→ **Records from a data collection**

***

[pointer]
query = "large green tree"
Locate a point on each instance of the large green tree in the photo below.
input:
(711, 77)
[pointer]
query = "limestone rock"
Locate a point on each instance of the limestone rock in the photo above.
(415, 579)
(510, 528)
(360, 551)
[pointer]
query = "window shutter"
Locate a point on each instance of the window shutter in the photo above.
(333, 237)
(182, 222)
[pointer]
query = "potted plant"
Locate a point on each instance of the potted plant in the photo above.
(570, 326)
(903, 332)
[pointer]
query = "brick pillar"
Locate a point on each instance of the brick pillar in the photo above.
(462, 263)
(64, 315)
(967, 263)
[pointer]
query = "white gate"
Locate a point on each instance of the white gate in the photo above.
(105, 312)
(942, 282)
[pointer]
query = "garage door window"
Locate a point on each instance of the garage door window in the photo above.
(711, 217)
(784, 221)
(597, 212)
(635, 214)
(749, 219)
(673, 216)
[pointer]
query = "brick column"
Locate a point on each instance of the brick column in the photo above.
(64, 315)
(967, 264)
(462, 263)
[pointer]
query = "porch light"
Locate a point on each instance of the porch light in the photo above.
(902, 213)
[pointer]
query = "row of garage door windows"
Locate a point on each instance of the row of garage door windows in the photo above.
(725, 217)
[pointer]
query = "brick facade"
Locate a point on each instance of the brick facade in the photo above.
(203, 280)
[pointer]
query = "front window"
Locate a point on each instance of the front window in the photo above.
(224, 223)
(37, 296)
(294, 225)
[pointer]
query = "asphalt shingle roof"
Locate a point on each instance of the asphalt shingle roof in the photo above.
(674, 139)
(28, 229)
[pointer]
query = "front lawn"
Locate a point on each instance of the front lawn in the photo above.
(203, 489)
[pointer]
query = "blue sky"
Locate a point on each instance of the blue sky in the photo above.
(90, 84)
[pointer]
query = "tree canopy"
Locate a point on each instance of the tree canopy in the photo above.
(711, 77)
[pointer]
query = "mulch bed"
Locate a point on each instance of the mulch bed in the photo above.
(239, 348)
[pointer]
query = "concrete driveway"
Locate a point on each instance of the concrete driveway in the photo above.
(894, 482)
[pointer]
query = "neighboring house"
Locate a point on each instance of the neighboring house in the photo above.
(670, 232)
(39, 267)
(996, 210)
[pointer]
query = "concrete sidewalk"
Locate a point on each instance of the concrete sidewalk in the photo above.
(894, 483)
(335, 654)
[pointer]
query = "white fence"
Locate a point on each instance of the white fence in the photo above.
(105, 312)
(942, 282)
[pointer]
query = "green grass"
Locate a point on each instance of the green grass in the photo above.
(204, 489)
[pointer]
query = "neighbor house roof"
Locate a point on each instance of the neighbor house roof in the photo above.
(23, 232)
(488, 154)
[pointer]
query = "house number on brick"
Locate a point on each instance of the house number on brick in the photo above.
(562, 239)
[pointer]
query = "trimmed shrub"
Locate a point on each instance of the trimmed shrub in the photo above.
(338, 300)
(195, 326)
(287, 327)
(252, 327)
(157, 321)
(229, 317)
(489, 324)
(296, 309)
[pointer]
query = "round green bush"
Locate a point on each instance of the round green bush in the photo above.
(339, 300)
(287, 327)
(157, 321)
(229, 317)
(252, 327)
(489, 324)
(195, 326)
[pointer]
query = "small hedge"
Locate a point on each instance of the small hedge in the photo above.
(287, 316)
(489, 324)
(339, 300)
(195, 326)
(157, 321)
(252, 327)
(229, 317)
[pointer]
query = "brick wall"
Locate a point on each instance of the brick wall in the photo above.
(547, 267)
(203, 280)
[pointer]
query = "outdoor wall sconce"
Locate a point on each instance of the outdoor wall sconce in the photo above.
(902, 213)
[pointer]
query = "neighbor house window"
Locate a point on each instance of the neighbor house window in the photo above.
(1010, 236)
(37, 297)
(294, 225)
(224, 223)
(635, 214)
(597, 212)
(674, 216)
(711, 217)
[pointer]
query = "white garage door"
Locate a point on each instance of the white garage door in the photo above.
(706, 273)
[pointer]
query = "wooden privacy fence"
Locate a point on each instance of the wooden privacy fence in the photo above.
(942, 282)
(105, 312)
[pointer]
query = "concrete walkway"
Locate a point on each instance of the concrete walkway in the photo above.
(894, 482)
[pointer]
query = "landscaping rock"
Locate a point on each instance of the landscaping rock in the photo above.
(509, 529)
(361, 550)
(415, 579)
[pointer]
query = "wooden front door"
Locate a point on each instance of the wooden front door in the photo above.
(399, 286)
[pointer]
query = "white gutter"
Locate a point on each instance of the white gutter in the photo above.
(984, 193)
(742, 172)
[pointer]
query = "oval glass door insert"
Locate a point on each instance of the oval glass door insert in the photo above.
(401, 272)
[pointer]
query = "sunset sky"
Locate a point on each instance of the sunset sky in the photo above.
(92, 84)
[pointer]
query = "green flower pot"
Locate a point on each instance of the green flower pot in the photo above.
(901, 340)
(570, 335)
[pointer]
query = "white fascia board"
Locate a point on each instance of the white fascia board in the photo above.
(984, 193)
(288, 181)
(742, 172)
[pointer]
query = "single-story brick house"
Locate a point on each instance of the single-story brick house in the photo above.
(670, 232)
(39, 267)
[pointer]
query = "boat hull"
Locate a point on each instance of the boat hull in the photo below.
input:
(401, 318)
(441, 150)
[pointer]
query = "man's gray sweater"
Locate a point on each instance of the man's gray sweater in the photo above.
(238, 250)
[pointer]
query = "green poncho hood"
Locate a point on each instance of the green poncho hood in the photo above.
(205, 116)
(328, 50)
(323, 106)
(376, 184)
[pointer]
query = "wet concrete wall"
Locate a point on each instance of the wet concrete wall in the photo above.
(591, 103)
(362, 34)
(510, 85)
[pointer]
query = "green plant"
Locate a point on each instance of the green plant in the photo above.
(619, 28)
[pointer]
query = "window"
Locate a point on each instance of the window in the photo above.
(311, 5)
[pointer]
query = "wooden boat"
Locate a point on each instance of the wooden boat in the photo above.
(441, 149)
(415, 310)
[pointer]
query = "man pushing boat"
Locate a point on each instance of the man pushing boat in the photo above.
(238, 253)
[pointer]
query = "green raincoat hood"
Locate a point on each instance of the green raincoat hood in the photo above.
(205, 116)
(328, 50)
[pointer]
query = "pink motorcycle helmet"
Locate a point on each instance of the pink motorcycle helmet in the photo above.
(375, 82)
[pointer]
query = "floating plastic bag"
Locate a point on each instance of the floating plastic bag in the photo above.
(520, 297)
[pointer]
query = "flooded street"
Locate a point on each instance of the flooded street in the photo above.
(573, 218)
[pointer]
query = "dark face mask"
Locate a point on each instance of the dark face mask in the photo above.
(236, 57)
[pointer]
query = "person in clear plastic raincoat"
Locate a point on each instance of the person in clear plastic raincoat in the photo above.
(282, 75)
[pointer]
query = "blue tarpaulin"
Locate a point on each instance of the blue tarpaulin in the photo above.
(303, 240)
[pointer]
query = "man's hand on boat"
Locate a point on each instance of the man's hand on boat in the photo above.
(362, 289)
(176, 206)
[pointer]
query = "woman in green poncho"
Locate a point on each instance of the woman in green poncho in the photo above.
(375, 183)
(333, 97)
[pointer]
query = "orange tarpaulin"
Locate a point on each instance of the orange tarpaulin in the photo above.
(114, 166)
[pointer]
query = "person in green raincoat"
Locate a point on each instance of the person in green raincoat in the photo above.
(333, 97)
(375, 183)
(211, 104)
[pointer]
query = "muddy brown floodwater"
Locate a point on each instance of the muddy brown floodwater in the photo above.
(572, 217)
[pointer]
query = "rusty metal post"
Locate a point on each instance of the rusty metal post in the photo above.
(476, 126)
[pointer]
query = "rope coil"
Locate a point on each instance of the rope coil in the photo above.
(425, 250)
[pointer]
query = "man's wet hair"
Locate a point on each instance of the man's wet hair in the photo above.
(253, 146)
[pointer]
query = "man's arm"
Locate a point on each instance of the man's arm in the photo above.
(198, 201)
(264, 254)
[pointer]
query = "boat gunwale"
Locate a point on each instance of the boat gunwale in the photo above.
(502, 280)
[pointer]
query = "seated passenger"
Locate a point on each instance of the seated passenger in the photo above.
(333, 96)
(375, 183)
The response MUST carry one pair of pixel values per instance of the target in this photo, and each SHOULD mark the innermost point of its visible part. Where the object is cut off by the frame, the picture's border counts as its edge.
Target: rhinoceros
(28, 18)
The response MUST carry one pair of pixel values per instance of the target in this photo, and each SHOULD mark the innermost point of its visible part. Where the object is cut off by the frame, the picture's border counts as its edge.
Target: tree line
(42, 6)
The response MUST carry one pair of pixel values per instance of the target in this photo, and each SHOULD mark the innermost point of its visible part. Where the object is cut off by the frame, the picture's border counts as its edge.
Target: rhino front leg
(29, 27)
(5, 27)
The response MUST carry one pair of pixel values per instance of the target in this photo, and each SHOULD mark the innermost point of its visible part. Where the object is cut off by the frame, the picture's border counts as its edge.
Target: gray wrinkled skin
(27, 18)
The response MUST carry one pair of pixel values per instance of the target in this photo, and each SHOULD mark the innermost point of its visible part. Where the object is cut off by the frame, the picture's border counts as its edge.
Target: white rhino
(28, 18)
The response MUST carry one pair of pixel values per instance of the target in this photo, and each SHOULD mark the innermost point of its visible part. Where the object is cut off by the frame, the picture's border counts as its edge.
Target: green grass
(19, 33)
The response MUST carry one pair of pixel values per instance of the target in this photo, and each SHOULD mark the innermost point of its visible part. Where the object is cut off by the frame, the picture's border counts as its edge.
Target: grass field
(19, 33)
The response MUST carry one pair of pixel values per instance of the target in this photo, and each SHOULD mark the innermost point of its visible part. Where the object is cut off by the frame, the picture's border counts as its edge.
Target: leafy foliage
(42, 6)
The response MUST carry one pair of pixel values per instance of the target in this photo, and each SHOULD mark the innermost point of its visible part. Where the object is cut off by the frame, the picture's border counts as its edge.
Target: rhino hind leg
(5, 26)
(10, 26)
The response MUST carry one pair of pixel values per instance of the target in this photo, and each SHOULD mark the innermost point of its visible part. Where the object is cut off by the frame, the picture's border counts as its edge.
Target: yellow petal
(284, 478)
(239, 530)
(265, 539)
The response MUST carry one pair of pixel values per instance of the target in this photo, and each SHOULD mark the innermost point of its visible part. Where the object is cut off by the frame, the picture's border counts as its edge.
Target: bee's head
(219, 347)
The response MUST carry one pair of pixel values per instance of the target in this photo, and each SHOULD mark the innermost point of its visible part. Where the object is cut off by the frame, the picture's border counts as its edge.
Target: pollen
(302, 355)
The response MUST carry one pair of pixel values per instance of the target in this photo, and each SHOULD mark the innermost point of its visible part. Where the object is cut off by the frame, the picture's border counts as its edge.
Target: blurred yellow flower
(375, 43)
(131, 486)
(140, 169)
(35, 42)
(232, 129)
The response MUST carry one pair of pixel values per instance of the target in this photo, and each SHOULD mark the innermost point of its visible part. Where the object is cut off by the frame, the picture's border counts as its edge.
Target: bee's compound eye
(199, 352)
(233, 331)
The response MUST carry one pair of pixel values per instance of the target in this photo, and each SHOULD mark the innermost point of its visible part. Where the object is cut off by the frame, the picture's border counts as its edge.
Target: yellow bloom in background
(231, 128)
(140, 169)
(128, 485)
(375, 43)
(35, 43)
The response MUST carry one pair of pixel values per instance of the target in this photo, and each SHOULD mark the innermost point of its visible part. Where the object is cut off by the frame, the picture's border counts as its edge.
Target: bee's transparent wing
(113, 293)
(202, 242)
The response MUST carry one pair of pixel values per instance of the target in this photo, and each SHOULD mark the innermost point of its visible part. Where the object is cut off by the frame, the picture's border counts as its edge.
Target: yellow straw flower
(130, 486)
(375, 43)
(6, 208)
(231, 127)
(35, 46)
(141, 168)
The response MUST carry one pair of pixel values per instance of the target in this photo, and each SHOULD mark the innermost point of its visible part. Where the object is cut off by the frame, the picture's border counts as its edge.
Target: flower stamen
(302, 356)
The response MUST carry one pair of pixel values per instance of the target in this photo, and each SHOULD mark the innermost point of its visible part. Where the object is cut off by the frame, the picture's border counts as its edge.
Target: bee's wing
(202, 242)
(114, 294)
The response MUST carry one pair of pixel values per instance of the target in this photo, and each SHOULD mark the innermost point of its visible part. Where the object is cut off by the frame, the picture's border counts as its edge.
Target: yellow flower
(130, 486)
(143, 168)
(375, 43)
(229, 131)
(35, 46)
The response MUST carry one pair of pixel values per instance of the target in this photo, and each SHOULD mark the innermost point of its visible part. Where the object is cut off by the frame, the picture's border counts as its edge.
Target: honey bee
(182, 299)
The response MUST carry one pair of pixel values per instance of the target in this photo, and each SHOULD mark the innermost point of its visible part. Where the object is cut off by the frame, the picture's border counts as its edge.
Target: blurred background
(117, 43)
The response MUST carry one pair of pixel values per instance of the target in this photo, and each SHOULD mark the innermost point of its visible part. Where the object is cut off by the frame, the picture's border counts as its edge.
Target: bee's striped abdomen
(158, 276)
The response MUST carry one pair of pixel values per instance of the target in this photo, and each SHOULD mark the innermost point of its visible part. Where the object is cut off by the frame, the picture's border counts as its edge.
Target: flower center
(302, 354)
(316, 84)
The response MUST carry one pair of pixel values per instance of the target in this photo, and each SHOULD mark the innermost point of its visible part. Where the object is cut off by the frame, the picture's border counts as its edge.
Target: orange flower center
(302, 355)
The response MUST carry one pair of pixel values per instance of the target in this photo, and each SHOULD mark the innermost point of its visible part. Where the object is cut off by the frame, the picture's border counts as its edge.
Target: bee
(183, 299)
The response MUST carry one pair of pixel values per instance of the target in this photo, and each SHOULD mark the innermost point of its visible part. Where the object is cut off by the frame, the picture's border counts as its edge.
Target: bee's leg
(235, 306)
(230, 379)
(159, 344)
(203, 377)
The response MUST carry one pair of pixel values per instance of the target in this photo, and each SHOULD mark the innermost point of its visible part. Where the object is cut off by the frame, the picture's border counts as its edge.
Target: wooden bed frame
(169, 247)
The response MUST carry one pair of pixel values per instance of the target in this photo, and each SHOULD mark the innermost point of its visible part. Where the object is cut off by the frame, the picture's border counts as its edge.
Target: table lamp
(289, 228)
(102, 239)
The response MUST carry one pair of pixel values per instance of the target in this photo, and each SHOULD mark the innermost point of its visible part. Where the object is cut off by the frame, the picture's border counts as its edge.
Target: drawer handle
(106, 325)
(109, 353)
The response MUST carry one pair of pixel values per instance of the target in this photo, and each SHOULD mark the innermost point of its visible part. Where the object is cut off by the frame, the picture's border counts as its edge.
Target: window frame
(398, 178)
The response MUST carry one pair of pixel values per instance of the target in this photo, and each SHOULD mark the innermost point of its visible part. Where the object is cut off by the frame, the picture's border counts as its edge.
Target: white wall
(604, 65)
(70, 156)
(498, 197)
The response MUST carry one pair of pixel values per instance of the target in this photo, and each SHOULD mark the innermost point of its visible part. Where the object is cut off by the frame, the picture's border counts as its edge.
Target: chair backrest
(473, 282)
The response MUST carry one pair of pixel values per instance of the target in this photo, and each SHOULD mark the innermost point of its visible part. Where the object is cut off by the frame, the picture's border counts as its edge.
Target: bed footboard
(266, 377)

***

→ **What is needed**
Go through the records above and return each line in which the word "below" occurs.

→ **Written solution**
Locate a point on each instance of the large green tree in the photo below.
Locate a point on each instance of the boat hull in the photo below.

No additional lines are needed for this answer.